> **Task item**
The answer must consist of every line in the records below that contains the string "seed".

-----

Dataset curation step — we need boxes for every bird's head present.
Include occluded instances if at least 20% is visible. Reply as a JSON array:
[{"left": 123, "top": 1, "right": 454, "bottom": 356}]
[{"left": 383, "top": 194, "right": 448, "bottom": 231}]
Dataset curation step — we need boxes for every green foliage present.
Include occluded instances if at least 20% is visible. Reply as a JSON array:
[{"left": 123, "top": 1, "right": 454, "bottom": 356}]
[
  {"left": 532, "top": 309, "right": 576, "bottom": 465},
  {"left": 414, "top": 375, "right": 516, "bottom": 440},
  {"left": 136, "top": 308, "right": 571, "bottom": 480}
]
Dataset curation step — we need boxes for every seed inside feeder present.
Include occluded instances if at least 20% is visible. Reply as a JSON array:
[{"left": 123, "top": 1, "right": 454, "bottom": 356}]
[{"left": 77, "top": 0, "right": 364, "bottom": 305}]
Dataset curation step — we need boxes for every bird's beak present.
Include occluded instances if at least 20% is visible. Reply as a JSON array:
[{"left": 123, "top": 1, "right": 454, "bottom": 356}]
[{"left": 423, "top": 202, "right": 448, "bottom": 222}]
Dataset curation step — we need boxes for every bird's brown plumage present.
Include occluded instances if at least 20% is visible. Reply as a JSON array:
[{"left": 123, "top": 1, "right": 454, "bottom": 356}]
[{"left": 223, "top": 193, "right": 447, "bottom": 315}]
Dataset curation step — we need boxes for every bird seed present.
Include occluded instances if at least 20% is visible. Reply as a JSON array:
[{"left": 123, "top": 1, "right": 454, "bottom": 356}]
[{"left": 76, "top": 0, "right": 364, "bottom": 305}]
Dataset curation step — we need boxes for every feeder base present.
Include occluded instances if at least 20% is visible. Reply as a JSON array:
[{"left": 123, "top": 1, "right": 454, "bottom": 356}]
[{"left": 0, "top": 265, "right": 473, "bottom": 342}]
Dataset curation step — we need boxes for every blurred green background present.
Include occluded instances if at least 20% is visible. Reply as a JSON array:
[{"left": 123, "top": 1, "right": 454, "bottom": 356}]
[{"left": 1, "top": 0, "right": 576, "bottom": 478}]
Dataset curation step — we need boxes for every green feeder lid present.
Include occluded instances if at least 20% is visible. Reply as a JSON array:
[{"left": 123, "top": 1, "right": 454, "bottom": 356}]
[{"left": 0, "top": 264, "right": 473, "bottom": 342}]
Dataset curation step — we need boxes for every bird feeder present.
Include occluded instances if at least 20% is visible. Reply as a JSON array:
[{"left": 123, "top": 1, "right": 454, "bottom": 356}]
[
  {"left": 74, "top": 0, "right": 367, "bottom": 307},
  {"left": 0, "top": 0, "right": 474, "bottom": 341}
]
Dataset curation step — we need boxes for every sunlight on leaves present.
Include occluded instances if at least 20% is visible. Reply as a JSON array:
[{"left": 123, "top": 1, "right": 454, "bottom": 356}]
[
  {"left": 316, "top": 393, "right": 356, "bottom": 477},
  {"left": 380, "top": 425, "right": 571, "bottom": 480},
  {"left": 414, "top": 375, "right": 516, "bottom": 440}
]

-----

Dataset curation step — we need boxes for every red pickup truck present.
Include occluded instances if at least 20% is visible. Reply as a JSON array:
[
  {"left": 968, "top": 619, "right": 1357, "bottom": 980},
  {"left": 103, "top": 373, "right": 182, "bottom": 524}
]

-----

> **Expected answer**
Dataset curation step — we need boxes for every seed inside feeder present.
Dataset curation step — we need boxes for every bird seed present.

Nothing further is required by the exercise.